▶ **Records contained in a dataset**
# # # # # # #
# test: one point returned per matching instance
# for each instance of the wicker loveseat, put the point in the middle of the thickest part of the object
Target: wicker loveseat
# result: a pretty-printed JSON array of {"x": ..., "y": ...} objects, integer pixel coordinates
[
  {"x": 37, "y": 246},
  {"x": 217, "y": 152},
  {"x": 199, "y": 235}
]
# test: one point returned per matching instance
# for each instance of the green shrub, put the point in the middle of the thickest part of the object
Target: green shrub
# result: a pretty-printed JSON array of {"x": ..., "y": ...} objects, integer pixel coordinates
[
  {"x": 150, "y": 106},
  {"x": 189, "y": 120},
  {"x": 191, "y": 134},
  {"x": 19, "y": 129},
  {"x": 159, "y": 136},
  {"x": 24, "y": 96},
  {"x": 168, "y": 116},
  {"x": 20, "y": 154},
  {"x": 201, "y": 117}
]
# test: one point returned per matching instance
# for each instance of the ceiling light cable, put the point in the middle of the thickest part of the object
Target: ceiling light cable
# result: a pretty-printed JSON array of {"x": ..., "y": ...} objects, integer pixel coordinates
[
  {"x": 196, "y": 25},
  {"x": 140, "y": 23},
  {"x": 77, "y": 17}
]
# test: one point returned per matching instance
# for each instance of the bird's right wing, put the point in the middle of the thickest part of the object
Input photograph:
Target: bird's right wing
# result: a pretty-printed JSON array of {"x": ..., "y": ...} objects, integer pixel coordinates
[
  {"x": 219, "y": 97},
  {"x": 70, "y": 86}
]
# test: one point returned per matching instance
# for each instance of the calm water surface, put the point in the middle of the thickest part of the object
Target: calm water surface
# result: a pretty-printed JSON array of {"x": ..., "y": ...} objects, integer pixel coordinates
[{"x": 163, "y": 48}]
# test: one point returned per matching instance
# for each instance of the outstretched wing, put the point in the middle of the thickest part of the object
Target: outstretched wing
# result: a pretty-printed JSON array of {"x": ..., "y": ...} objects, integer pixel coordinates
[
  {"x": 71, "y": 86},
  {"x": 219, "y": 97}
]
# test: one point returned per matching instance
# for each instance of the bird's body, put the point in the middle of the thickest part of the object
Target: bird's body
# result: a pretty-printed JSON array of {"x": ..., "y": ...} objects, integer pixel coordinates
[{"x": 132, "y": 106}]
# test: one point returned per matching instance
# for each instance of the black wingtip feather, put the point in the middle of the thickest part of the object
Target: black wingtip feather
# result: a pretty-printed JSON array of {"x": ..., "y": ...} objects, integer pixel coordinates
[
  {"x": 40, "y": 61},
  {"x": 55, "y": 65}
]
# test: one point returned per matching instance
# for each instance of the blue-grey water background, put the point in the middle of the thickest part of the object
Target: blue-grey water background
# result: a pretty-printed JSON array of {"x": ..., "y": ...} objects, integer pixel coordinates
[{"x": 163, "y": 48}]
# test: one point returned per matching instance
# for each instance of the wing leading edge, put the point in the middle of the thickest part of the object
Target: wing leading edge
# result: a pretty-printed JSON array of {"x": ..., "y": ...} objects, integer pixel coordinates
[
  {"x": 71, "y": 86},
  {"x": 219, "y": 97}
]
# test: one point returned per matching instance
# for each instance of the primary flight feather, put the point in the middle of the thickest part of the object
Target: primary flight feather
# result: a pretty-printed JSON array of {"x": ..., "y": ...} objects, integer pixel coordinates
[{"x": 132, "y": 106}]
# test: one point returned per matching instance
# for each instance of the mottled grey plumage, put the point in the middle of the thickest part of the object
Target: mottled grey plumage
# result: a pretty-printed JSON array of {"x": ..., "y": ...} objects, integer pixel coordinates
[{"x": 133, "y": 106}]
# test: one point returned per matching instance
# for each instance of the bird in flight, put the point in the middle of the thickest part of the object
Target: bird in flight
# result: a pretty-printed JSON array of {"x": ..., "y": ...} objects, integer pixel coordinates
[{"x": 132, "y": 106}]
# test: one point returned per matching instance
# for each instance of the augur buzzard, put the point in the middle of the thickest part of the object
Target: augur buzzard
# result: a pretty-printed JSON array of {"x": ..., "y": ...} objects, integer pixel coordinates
# # # # # # #
▶ **What to produce**
Tell how many lines in the entries contain the string "primary". Give the number and nothing more.

▶ **Task solution**
2